→ **WRITTEN TASK**: Rewrite the lines below with every "snowy slope" changed to "snow-covered hillside", keeping everything else the same. Omit the pictures from your version.

→ **DATA LINES**:
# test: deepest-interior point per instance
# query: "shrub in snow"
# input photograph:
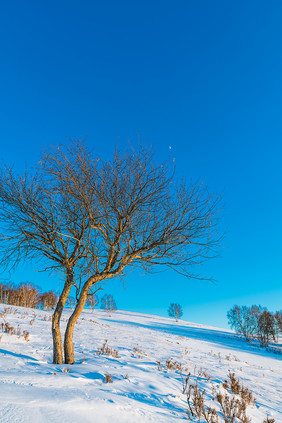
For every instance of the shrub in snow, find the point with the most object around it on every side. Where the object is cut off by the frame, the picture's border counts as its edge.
(175, 311)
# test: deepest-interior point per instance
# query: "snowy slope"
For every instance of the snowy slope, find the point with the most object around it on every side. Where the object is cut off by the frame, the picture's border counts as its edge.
(34, 390)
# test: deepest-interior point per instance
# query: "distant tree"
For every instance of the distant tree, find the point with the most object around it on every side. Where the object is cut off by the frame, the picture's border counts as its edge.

→ **TASK SOLUTION**:
# test: deepest-interior point per instance
# query: "shrub in snow"
# input photograph:
For every instance of the shrub in snow, find the point with the most object around it on every side. Where the object is cut off by the frame, the picture's border counts as its edge.
(175, 311)
# test: deepest-interior point per instance
# query: "snow-covered hillside"
For every instance of the snow-covered hillside, find the point with the most object around it on every side. Where the object is cut off by the frame, the picture's border counts as its edge.
(34, 390)
# test: deepest-interior point per instance
# query: "distant tree"
For every instance of the distant tree, find the point with the most object around it on every side. Where the object is cut off by the frame, the picture's border counts as its edge.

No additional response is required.